**Task requirements**
Return the data that follows, keeping every word and mark unchanged.
[Supplied material Boundary: Start]
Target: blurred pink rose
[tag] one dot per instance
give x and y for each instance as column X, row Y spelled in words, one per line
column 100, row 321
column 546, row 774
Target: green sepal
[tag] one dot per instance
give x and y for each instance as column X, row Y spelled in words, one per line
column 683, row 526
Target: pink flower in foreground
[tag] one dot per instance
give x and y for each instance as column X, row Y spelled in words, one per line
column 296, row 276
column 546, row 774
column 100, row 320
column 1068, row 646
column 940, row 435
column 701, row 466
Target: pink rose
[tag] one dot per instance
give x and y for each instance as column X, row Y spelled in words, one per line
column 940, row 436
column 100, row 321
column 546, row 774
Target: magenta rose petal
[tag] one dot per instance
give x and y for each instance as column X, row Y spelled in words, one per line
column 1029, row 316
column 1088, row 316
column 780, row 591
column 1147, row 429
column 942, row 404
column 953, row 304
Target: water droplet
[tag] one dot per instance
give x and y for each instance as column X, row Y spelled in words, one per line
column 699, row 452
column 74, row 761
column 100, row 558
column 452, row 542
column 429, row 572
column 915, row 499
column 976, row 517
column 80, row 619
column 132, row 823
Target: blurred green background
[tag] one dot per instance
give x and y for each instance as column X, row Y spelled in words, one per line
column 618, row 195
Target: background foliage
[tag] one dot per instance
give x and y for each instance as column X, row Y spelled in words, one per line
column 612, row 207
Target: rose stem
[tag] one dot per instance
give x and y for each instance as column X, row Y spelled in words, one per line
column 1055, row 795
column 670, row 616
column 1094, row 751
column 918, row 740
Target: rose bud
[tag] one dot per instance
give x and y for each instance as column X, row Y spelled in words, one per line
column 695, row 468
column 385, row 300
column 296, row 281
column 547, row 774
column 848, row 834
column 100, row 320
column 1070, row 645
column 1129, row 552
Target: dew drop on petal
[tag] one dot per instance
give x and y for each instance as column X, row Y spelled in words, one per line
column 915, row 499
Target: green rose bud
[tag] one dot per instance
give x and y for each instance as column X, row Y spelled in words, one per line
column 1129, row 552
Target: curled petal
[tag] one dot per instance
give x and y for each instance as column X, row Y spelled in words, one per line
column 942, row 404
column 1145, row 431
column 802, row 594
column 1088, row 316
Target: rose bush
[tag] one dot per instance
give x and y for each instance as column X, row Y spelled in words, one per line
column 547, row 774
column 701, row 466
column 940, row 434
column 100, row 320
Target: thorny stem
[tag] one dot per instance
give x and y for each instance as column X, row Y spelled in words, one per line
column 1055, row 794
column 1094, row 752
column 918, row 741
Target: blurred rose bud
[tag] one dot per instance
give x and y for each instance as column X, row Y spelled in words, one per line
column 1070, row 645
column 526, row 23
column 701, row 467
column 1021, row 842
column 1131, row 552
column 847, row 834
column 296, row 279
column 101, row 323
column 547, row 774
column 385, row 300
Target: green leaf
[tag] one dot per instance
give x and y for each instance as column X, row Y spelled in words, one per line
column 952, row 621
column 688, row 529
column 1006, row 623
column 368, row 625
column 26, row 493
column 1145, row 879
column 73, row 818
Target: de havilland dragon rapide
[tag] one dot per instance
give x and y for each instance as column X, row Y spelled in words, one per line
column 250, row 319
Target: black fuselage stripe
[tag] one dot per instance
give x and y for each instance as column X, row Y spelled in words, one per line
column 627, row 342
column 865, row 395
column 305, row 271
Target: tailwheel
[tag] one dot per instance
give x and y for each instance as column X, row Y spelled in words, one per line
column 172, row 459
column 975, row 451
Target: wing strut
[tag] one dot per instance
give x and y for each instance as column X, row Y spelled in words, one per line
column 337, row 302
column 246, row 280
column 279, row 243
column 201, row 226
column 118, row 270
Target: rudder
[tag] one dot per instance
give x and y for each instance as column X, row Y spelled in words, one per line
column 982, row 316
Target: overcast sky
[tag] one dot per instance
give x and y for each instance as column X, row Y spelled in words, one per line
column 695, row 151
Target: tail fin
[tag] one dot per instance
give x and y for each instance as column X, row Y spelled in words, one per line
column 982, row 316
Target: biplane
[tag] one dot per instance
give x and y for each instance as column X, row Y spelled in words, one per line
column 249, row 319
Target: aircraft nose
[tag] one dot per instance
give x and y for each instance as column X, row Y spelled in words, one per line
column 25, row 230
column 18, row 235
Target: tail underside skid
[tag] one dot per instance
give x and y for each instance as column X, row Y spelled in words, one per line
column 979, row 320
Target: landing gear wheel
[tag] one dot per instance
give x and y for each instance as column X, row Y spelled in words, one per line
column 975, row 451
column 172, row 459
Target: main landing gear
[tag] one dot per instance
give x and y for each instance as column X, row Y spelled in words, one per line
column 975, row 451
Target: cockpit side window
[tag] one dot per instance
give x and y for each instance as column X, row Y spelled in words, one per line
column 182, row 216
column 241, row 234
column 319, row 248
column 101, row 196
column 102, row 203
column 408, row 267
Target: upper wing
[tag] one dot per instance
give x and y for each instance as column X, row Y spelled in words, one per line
[Supplied material Boundary: End]
**Your solution**
Target: blurred pink rose
[tag] one dot per instance
give x and y for each instance as column X, row Y spelled in words, one per line
column 100, row 321
column 546, row 774
Target: green sepal
[tag] one dot per instance
give x and y for each instance as column X, row Y spelled in words, one per line
column 683, row 526
Target: pink flower in foreground
[tag] one dot per instance
give x and y for each instance as column X, row Y spelled in words, one per line
column 296, row 276
column 546, row 774
column 100, row 320
column 1068, row 646
column 940, row 435
column 701, row 466
Target: pink rose
[tag] one dot per instance
give x and y for each instance as column X, row Y spelled in words, one per line
column 940, row 436
column 100, row 321
column 546, row 774
Target: magenta rose petal
[tag] one dot per instance
give x and y for each instance as column X, row Y spelled in words, one per line
column 1029, row 316
column 1088, row 316
column 780, row 591
column 1147, row 429
column 942, row 404
column 953, row 304
Target: water droplet
[tag] one dot per instance
give x and y for each instance as column X, row Y spelled in words, one per line
column 699, row 452
column 74, row 761
column 100, row 558
column 452, row 542
column 429, row 572
column 915, row 499
column 976, row 517
column 80, row 619
column 132, row 823
Target: blurred green background
[tag] one dot per instance
give x and y for each instance as column X, row Y spelled in words, one per line
column 618, row 195
Target: background foliage
[tag] one dot per instance
give x and y for each instance as column X, row Y spelled in words, one per line
column 612, row 207
Target: rose stem
[tag] one dot per instance
give x and y for each instance as column X, row Y spelled in words, one per line
column 1055, row 795
column 670, row 616
column 1094, row 751
column 918, row 740
Target: rose bud
[tag] one dot per instance
give x and y for each instance as column X, row Y spelled in words, one per line
column 695, row 468
column 385, row 300
column 296, row 281
column 547, row 774
column 848, row 834
column 100, row 320
column 1070, row 645
column 1129, row 552
Target: dew drop on petal
[tag] one dot per instance
give x and y for each instance as column X, row Y spelled in words, one per line
column 915, row 499
Target: green rose bud
[tag] one dot per instance
give x and y for each instance as column X, row Y spelled in words, one per line
column 1129, row 552
Target: curled petal
[tag] one dot per instance
give x and y for each instance as column X, row Y spelled in words, one per line
column 942, row 404
column 1145, row 431
column 802, row 594
column 1088, row 316
Target: rose bush
[tag] one dot per instance
give x and y for each instance as column X, row Y spelled in words, one per line
column 547, row 774
column 701, row 466
column 940, row 434
column 100, row 320
Target: thorny stem
[tag] one dot per instance
give x and y for each instance as column X, row Y spelled in words, one per line
column 1055, row 794
column 1094, row 752
column 918, row 741
Target: blurred rose bud
[tag] one dot per instance
give x and y for each instance as column X, row Y spelled in words, one per line
column 1070, row 645
column 526, row 23
column 701, row 467
column 1021, row 842
column 1131, row 552
column 847, row 834
column 296, row 279
column 101, row 323
column 547, row 774
column 385, row 300
Target: green leaf
[tag] one dot per instance
give x and y for each instance as column X, row Y spelled in words, one per line
column 952, row 621
column 688, row 529
column 1006, row 623
column 368, row 625
column 26, row 493
column 1145, row 879
column 73, row 818
Target: de havilland dragon rapide
[tag] one dot per instance
give x and y for each instance as column X, row Y spelled in words, one per line
column 250, row 319
Target: black fuselage stripe
[tag] one dot per instance
give x and y for each instance as column X, row Y spelled in words, one per line
column 627, row 342
column 865, row 395
column 305, row 271
Target: tailwheel
[tag] one dot per instance
give x and y for each instance as column X, row Y spelled in words, one per line
column 172, row 459
column 975, row 451
Target: wing strut
[tag] one dot per instance
give x and y for each instance as column X, row Y spelled in words, one per line
column 337, row 302
column 246, row 280
column 279, row 243
column 201, row 226
column 118, row 270
Target: rudder
[tag] one dot per instance
give x and y for each instance as column X, row Y spelled in words, one per line
column 982, row 316
Target: overcast sky
[tag] one dot per instance
give x and y for each instance as column X, row Y spelled in words, one per line
column 695, row 151
Target: tail fin
[tag] one dot per instance
give x and y for each instance as column X, row Y spelled in words, one per line
column 982, row 316
Target: biplane
[tag] one dot per instance
give x and y for each instance as column X, row Y spelled in words, one per line
column 249, row 319
Target: aircraft nose
[tag] one dot per instance
give x and y for each instance as column X, row Y spelled in words, one per line
column 25, row 230
column 18, row 235
Target: tail underside skid
[tag] one dot per instance
give x and y for each instance as column X, row Y spelled in words, one per line
column 979, row 320
Target: landing gear wheel
[tag] one dot per instance
give x and y for each instance as column X, row Y spelled in words, one per line
column 975, row 451
column 172, row 459
Target: main landing gear
[tag] one dot per instance
give x and y for each instance as column X, row Y spelled in words, one per line
column 975, row 451
Target: cockpit side window
[tag] one dot per instance
give x and y for each instance as column X, row Y spelled in words, one per line
column 182, row 216
column 241, row 234
column 319, row 248
column 101, row 196
column 102, row 203
column 408, row 267
Target: upper wing
[tag] one dot per instance
give x and y for each instance as column X, row Y spelled in words, one per line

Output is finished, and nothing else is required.